• PROMPT 1
Decide whether each statement agrees with the hostage release report below: (a) six of the 13 Israelis released were women; (b) the bus carrying Palestinian prisoners arrived in Gaza City; (c) the UN said 61 trucks delivered their payloads in the southern Gaza Strip. Answer yes or no for each, quoting the words of the report that settle it.
• PROMPT 2
Reproduce the hostage release report below, starting at the words "Meanwhile, a bus" and stopping after the words "held Hamas flags.".

Thirteen Israelis and four Thai nationals released from Hamas captivity arrived in Israel on Sunday in the second step of a crucial hostage deal, which briefly risked falling apart due to a dispute over the delivery of aid supplies into Gaza.

Television footage showed hostages on the Egyptian side of the Rafah border crossing after leaving Gaza, as Hamas handed over the captives to the International Committee of the Red Cross late on Saturday, Reuters reports. Of the 13 Israelis released, six were women and seven were children and teenagers.

An International Red Cross vehicle reportedly carrying hostages released by Hamas driving towards the Rafah border point with Egypt ahead of their transfer to Israel late on Saturday
An International Red Cross vehicle reportedly carrying hostages released by Hamas driving towards the Rafah border point with Egypt ahead of their transfer to Israel late on Saturday. Photograph: Belal Al Sabbagh/AFPTV/AFP/Getty Images

Meanwhile, a bus carrying nearly three dozen Palestinian prisoners released by Israel arrived in the West Bank early on Sunday. Hundreds of people greeted the Red Cross bus as it arrived in Al Bireh, Associated Press reported. Crowds chanted “God is great” on the arrival, while many chanted pro-Hamas slogans and held Hamas flags.

Palestinian prisoners are welcomed in Ramallah, West Bank, after being released by Israel
Palestinian prisoners are welcomed in Ramallah, West Bank, after being released by Israel. Photograph: Anadolu/Getty Images

More on that story soon. In other key developments as it turns 8.15am in Gaza City and Tel Aviv:

  • The UN said 61 trucks carrying medical supplies, food and water had delivered their payloads in the northern Gaza Strip as the pause in fighting allows aid to enter the territory. Another 200 trucks had been dispatched to Gaza from Nitzana in Israel, the UN Office for the Coordination of Humanitarian Affairs said on Saturday, with 187 of them having made it past the border by the early evening local time.

  • Israeli troops killed six Palestinians in the occupied West Bank on Saturday, the Palestinian ministry of health said. A 25-year-old doctor was killed early in the morning outside his home in Qabatiya, near Jenin, it said. Another Palestinian was killed in el-Bireh, near Ramallah. Four people were also killed by Israeli army fire in Jenin, during an incursion by a large number of armoured vehicles into the town. Witnesses told Agence France-Presse on Saturday that the Israeli army was surrounding Jenin’s public hospital and the Ibn Sina clinic, and that soldiers were searching ambulances. They also reported heavy fighting with automatic weapons.

Referring expression data
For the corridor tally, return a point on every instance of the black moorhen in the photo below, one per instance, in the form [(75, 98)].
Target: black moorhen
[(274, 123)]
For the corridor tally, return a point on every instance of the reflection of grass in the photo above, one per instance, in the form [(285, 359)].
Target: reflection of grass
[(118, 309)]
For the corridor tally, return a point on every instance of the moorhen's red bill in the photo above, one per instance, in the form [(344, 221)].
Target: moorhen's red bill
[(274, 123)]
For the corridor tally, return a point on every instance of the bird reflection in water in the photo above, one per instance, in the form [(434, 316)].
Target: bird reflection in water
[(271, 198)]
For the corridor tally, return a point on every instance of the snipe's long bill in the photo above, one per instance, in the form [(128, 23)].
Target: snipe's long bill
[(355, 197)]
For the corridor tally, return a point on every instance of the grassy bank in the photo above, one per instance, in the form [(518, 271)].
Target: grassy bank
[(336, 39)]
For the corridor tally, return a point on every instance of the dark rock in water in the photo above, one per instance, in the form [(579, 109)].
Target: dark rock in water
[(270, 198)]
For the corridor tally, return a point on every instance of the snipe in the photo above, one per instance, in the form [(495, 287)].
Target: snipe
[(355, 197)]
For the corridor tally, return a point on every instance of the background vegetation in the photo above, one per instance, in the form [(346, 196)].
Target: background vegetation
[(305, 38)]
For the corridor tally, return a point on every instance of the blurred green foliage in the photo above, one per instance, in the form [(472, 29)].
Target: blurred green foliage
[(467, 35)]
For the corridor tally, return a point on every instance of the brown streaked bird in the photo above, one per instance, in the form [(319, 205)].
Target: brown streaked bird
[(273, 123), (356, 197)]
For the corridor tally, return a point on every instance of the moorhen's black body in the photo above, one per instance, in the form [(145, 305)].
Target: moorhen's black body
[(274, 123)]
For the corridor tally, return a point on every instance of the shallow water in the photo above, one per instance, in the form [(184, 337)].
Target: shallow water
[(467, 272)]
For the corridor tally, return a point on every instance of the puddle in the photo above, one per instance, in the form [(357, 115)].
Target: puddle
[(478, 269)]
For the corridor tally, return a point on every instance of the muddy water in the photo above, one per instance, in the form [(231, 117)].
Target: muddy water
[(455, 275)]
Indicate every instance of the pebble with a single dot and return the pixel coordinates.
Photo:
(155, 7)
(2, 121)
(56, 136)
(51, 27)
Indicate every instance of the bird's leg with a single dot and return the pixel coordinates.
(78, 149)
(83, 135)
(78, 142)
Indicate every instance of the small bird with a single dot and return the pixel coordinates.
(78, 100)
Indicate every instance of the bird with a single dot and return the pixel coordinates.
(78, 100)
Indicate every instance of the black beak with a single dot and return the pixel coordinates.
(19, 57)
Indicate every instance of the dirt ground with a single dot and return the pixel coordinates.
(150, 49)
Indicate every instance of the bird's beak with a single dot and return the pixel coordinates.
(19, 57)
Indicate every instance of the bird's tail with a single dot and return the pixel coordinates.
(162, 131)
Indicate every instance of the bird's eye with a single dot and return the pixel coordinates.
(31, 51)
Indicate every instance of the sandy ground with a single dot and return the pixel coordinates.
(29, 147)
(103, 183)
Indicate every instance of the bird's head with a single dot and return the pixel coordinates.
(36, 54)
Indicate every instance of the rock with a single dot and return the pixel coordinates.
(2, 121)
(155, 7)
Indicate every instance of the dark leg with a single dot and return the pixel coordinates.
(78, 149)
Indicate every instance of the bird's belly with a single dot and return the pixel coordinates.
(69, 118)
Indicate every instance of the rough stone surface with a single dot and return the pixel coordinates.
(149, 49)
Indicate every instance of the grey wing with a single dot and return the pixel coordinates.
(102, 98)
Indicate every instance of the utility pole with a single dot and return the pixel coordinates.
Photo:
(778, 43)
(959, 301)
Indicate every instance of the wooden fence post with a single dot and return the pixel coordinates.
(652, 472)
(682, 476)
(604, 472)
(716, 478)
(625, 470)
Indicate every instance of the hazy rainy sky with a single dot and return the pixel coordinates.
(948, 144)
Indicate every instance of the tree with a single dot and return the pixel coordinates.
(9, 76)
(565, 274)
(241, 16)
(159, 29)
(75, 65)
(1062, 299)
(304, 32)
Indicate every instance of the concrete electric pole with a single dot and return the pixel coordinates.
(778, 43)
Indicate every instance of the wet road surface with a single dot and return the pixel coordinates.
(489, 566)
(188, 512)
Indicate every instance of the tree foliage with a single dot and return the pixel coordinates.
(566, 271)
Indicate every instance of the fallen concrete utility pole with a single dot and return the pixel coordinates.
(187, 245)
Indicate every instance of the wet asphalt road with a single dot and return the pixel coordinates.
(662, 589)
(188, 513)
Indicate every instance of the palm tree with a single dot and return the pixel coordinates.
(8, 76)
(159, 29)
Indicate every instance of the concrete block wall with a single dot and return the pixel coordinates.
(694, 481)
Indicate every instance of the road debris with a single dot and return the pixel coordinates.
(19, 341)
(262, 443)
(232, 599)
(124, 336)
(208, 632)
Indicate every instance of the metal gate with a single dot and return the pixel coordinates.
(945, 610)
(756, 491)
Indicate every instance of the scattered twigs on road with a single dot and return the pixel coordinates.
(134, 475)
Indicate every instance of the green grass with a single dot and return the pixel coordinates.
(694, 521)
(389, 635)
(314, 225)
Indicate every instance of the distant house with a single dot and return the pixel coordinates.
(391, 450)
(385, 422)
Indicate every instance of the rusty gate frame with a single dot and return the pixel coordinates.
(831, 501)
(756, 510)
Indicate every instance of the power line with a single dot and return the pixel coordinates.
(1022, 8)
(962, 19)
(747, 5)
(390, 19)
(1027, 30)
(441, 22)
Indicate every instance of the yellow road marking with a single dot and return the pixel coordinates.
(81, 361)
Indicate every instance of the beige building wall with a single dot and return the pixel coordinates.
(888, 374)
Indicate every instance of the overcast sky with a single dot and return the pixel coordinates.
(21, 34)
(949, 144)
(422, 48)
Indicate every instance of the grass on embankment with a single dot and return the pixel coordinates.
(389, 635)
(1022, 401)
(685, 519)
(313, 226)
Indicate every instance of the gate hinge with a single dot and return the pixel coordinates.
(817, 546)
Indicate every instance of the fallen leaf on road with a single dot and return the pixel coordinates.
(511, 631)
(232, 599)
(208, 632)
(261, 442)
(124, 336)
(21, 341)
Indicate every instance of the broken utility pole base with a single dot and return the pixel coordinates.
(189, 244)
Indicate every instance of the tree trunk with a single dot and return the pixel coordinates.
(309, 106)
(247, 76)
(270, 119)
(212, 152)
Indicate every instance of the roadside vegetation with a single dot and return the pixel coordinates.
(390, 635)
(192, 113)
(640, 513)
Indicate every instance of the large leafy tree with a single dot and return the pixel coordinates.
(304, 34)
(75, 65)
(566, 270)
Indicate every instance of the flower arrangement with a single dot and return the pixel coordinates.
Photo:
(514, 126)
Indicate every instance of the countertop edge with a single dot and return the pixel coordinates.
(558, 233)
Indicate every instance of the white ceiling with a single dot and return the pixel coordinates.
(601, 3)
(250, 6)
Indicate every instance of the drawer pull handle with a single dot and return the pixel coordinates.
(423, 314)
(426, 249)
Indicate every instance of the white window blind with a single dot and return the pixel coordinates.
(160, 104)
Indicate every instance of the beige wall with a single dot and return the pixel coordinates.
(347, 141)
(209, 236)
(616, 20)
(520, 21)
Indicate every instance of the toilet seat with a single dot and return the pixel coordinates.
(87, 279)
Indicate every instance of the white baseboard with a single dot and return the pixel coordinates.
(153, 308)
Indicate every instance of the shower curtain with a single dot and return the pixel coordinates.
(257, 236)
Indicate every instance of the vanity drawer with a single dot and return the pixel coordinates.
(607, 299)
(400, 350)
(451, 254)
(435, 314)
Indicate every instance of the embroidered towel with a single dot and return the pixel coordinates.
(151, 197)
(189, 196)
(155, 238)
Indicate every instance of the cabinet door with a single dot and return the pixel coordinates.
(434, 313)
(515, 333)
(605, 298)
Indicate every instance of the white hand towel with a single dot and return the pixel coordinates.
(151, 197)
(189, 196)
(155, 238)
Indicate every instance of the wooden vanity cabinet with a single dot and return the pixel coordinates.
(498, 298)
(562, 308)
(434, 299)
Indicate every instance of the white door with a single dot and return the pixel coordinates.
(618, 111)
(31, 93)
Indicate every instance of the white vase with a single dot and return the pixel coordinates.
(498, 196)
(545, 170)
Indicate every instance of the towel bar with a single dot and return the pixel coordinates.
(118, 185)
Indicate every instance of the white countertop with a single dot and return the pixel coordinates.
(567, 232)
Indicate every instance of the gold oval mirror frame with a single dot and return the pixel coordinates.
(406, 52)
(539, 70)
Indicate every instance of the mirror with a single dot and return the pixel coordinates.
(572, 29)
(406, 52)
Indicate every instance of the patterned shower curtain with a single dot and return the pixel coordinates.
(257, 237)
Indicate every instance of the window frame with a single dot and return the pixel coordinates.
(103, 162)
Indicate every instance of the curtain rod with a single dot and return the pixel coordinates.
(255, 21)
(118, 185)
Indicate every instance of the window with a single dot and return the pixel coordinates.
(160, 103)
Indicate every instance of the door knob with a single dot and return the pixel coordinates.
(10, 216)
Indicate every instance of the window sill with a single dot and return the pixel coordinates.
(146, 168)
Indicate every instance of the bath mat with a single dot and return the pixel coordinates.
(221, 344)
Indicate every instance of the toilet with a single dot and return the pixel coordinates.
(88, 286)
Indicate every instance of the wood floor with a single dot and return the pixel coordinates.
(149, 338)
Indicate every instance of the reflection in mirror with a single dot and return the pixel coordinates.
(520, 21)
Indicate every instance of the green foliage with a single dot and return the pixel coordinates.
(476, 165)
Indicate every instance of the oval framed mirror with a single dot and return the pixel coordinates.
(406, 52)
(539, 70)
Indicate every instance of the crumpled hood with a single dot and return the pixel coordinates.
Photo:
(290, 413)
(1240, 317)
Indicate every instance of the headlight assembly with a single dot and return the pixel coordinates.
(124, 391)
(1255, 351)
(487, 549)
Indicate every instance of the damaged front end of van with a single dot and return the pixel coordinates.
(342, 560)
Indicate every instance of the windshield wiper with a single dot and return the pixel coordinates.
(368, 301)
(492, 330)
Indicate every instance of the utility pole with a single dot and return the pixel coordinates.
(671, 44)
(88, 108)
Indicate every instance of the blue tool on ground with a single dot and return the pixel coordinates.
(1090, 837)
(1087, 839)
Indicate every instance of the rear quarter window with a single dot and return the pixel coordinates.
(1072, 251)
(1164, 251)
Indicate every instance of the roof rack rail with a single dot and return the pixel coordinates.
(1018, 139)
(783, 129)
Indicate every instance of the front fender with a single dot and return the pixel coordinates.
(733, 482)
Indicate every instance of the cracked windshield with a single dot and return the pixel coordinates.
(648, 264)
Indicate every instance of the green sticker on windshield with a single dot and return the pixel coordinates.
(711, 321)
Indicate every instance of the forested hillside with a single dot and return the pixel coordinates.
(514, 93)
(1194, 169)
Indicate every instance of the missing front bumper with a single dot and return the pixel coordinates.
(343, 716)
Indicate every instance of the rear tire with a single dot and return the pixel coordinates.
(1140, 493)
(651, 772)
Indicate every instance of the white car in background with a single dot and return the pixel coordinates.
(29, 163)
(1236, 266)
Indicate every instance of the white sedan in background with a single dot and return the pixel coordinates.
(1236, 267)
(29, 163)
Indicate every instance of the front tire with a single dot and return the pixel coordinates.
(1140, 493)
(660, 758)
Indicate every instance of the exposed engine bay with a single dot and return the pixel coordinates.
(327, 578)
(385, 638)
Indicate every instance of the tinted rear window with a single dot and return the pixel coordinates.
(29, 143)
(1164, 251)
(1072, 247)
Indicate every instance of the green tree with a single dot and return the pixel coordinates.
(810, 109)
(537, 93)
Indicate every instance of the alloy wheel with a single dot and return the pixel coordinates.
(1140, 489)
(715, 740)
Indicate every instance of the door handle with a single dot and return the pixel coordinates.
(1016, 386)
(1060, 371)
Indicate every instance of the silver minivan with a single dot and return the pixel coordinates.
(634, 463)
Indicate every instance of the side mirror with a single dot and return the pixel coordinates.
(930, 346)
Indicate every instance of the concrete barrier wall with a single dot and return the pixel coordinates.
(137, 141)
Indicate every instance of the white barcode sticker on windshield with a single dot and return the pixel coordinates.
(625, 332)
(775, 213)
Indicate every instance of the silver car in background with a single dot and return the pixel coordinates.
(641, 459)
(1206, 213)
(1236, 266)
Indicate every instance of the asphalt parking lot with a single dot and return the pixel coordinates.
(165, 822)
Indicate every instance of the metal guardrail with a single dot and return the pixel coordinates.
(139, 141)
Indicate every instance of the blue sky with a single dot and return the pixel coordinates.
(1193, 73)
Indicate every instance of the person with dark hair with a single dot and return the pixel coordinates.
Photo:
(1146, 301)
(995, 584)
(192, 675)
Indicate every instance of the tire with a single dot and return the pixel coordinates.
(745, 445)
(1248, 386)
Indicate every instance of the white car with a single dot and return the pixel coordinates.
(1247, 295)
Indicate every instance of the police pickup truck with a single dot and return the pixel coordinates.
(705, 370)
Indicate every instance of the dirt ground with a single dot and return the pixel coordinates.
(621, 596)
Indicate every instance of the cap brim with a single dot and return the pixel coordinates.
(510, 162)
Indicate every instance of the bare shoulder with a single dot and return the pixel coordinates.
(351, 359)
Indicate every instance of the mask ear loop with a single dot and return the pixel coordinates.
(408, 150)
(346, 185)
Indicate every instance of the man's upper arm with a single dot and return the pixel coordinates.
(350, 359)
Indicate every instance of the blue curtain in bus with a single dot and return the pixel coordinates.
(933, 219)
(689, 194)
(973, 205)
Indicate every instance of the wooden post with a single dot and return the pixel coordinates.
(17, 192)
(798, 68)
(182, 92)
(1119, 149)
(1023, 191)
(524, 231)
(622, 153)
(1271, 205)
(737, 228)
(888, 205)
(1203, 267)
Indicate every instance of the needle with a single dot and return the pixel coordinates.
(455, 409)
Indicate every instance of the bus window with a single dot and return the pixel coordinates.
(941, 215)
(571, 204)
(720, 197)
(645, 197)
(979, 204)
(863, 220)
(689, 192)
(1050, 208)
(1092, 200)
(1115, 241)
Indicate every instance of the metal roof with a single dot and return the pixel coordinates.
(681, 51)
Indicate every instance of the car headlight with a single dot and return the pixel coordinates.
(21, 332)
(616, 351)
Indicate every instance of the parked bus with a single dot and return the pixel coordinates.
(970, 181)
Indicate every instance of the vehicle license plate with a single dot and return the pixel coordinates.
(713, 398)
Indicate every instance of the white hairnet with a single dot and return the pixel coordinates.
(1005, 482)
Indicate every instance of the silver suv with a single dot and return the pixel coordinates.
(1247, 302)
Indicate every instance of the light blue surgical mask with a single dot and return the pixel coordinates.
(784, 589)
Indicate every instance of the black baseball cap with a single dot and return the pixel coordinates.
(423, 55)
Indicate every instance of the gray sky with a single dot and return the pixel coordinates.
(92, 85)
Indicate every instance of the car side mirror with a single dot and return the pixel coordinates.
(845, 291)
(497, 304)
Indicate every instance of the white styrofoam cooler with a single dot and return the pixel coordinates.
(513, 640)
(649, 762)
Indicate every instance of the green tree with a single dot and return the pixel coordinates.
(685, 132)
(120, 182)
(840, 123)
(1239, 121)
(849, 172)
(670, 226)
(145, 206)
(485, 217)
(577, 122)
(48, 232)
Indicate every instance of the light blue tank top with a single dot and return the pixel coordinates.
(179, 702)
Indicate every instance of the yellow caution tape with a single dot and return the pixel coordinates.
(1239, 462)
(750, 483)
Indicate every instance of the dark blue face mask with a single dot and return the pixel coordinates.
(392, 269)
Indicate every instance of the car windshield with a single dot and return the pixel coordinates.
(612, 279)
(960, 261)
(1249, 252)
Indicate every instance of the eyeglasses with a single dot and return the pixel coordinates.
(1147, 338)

• PROBLEM SOLUTION 1
(a) Yes: "Of the 13 Israelis released, six were women and seven were children and teenagers."
(b) No: "a bus carrying nearly three dozen Palestinian prisoners released by Israel arrived in the West Bank early on Sunday."
(c) No: "61 trucks carrying medical supplies, food and water had delivered their payloads in the northern Gaza Strip"

• PROBLEM SOLUTION 2
Meanwhile, a bus carrying nearly three dozen Palestinian prisoners released by Israel arrived in the West Bank early on Sunday. Hundreds of people greeted the Red Cross bus as it arrived in Al Bireh, Associated Press reported. Crowds chanted “God is great” on the arrival, while many chanted pro-Hamas slogans and held Hamas flags.